**What you will do**
If a line of the material holds the string "exact", please copy it.

**Input**
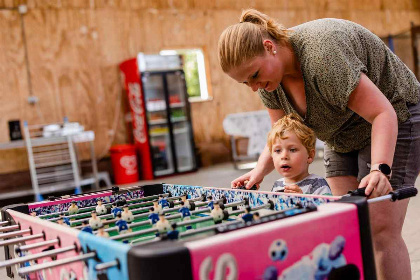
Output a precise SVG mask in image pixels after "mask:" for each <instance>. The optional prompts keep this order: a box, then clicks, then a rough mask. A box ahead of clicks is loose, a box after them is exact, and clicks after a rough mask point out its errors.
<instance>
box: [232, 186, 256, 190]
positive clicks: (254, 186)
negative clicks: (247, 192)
mask: <svg viewBox="0 0 420 280" xmlns="http://www.w3.org/2000/svg"><path fill="white" fill-rule="evenodd" d="M237 189H240V190H245V189H246V188H245V186H240V187H238V188H237ZM257 189H258V188H257V185H253V186H252V187H251V188H250V189H249V191H256V190H257Z"/></svg>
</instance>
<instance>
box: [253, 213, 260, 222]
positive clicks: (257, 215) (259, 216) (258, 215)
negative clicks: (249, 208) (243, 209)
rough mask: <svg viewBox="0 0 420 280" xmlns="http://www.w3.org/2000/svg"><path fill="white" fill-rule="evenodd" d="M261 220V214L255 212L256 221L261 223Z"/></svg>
mask: <svg viewBox="0 0 420 280" xmlns="http://www.w3.org/2000/svg"><path fill="white" fill-rule="evenodd" d="M259 220H260V213H258V212H255V213H254V221H259Z"/></svg>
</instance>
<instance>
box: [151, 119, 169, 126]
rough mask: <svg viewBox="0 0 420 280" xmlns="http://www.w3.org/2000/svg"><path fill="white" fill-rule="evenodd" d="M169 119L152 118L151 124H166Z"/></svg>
mask: <svg viewBox="0 0 420 280" xmlns="http://www.w3.org/2000/svg"><path fill="white" fill-rule="evenodd" d="M166 123H168V121H167V120H166V119H160V120H152V121H149V124H150V125H157V124H166Z"/></svg>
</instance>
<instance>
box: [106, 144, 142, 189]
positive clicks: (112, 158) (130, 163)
mask: <svg viewBox="0 0 420 280" xmlns="http://www.w3.org/2000/svg"><path fill="white" fill-rule="evenodd" d="M110 152H111V162H112V169H113V170H114V175H115V183H116V184H128V183H134V182H137V181H138V180H139V171H138V168H137V156H136V147H135V146H134V145H128V144H123V145H115V146H112V147H111V149H110Z"/></svg>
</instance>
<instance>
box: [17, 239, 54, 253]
mask: <svg viewBox="0 0 420 280" xmlns="http://www.w3.org/2000/svg"><path fill="white" fill-rule="evenodd" d="M56 243H60V239H52V240H47V241H43V242H38V243H32V244H29V245H23V246H20V247H17V248H16V250H17V251H28V250H32V249H36V248H39V247H43V246H48V245H53V244H56Z"/></svg>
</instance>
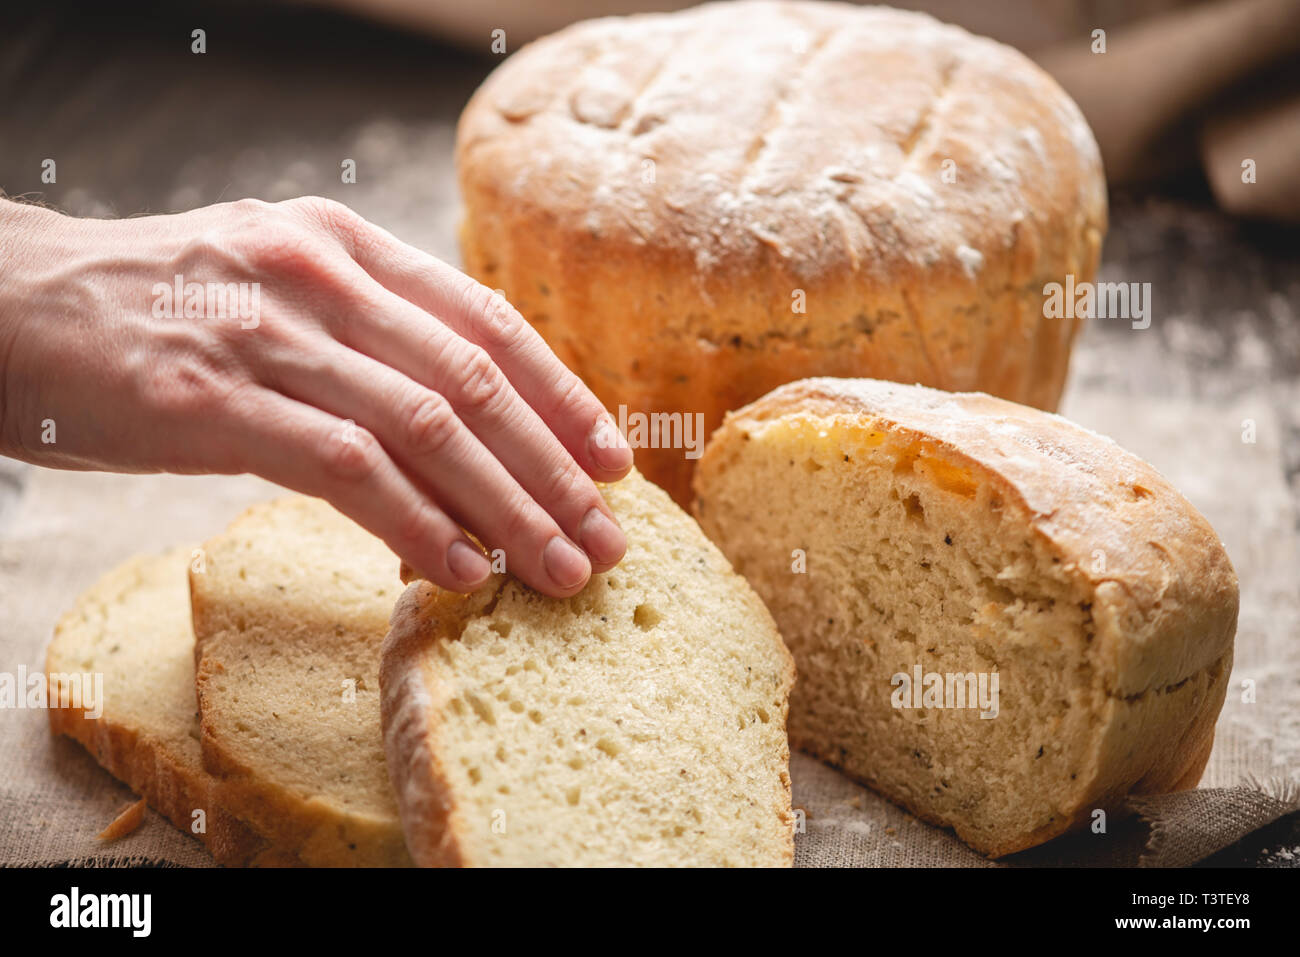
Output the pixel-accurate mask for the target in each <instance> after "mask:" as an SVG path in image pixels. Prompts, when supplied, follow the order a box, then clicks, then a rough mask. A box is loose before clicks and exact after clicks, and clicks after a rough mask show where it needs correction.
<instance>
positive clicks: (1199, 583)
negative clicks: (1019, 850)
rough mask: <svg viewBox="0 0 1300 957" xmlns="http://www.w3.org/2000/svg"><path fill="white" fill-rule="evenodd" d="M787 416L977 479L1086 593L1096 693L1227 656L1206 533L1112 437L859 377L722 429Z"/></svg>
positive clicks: (1224, 590) (1231, 566) (781, 399)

**Your response**
Output a precise SVG mask in image pixels after "mask:" for each <instance>. The optional prompts keep this order: a box, then clicks, then a rough mask. A box ahead of clicks is loose, a box after them is exact, and clicks after a rough mask point out its errors.
Output the pixel-accurate mask for the target in each <instance> after "mask:" as an SVG path in image pixels. Prompts, when supplied, follow the order a box, then clicks, then a rough mask. A box is loose before clicks and exact after clicks, and clicks after a rough mask show where it needs correction.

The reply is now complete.